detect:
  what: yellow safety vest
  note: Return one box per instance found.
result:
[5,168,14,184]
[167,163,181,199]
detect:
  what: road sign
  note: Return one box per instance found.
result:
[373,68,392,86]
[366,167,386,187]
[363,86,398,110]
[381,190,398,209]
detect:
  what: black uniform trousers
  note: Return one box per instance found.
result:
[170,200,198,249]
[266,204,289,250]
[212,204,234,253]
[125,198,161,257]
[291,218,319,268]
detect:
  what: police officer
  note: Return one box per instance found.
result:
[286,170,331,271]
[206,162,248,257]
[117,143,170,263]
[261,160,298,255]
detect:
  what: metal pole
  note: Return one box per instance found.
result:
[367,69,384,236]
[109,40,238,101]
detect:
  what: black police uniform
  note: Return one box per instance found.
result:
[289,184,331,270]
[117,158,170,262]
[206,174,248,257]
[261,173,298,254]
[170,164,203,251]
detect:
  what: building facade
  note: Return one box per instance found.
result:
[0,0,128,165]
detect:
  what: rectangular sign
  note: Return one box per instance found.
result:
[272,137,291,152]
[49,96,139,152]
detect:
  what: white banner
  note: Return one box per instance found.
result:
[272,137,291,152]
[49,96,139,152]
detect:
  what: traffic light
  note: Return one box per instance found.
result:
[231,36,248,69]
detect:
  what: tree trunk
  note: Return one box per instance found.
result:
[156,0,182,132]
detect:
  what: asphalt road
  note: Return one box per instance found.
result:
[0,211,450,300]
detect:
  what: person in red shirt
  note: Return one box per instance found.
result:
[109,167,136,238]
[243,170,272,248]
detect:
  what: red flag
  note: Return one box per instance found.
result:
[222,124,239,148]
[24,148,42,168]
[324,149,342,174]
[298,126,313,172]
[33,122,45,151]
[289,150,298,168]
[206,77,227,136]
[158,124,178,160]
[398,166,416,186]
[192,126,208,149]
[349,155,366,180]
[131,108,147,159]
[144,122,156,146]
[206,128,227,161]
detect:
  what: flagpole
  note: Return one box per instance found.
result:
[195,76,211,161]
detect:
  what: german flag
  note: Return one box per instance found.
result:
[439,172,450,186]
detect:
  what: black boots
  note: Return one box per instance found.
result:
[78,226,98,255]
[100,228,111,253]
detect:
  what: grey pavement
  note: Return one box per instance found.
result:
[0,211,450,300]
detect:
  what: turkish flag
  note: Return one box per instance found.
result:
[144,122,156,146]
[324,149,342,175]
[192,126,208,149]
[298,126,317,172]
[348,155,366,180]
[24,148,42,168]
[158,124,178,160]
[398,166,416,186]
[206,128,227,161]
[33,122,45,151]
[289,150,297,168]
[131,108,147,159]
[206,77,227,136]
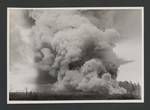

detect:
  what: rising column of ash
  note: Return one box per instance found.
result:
[29,10,126,94]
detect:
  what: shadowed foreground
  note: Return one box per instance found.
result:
[9,81,141,100]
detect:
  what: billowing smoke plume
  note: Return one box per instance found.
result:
[27,10,126,94]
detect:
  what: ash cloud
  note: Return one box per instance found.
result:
[28,10,127,94]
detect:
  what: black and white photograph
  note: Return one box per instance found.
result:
[7,7,144,104]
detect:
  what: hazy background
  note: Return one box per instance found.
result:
[8,10,144,91]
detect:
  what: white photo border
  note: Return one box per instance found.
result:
[7,7,144,104]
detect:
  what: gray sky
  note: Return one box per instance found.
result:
[9,10,144,91]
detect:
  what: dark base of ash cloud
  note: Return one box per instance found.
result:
[9,10,142,99]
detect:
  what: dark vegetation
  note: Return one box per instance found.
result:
[9,81,141,100]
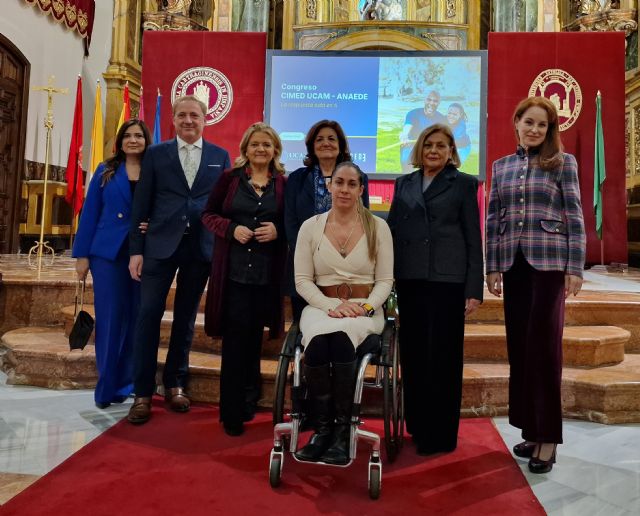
══════
## THE REQUEST
Rewrite all of the data above with every "instance" changed to "occurrence" and nothing else altered. Omit the pictures from your answer.

## COMPLETE ANSWER
detect:
  what: yellow safety vest
  note: Return one box per occurrence found.
result:
[5,168,14,184]
[167,163,181,199]
detect:
  what: road sign
  note: Return one box per occurrence found.
result:
[373,68,392,86]
[366,167,386,187]
[363,86,398,110]
[381,190,398,209]
detect:
  what: black uniform trousers
  note: Return one box per occurrence found.
result:
[170,200,198,249]
[266,204,289,250]
[212,204,234,253]
[125,198,161,257]
[291,218,319,268]
detect:
  what: police officer
  note: Return one box per occurrence found.
result:
[286,170,331,271]
[206,162,248,257]
[117,143,170,263]
[261,160,298,255]
detect:
  what: metal pole
  note: Return one box per occurrence found.
result:
[367,69,384,236]
[109,40,238,101]
detect:
  what: black police uniform
  note: Return one box per occurrence found.
result:
[289,184,331,270]
[117,158,170,262]
[206,174,248,257]
[261,173,298,254]
[170,164,203,251]
detect:
  what: building facade
  note: Return one box per occurrence found.
result:
[0,0,128,165]
detect:
  what: rectangular sign
  note: Return one box per occurrence found.
result:
[272,137,291,152]
[49,96,139,152]
detect:
  what: white banner
  note: Return one box per occurrence found.
result:
[272,137,291,152]
[49,96,139,152]
detect:
  what: traffic light
  note: Return one box per occurrence found.
result:
[231,36,248,69]
detect:
  what: tree trunk
  note: Return one box per occurrence found.
result:
[156,0,182,132]
detect:
  what: asphalt road
  note: Return one box per occurrence found.
result:
[0,211,450,300]
detect:
  what: person in red shirt
  note: Return one box per occurrence found.
result:
[109,167,136,238]
[243,170,272,248]
detect:
  what: red flag
  note: Return one box per occurrence found.
result:
[222,124,239,148]
[24,148,42,168]
[324,149,342,174]
[298,126,313,172]
[33,122,45,151]
[289,150,298,168]
[206,77,227,136]
[158,124,178,160]
[398,166,416,186]
[192,126,208,149]
[349,155,366,180]
[131,108,147,159]
[144,122,156,146]
[206,128,227,161]
detect:
  what: flagpole
  note: Return one box per occurrence found.
result:
[195,76,211,161]
detect:
  what: german flag
  note: Return one box per occurrence found.
result:
[439,172,450,186]
detect:
  what: black boots
  note: Return one box per occurrence found.
result:
[78,226,98,255]
[100,228,111,253]
detect:
  what: grey pavement
  note: Return one box per occurrence found.
result:
[0,211,450,300]
detect:
  what: turkish flag
  note: Return one box per occurrence found.
result:
[144,122,156,146]
[324,149,342,175]
[192,126,208,149]
[298,126,317,172]
[348,155,366,180]
[24,148,42,168]
[158,124,178,160]
[398,166,416,186]
[206,128,227,161]
[33,122,45,151]
[289,150,297,168]
[131,108,147,159]
[206,77,227,136]

detect:
  what: rising column of ash
  note: Return one box per occurrence found.
result:
[29,10,126,94]
detect:
  what: shadowed foreground
  note: Return one box per occurrence found.
result:
[9,81,141,100]
detect:
  what: billowing smoke plume
  note: Return one box per occurrence found.
result:
[27,10,126,94]
detect:
  what: ash cloud
  note: Return one box per occurrence found.
result:
[28,10,127,94]
detect:
  what: black and white photograph
  note: Return one box per occurrence found.
result:
[7,7,144,104]
detect:
  what: hazy background
  note: Return one box per occurrence found.
result:
[8,10,144,91]
detect:
  what: white photo border
  note: Return one box per occurrence found.
result:
[7,7,144,104]
detect:
  what: gray sky
  note: Return one box per occurrence found.
result:
[9,10,144,91]
detect:
  what: dark base of ash cloud
  note: Return one box per occurrence found.
result:
[9,10,142,99]
detect:
  what: dark vegetation
  note: Return one box per occurrence found.
result:
[9,81,141,100]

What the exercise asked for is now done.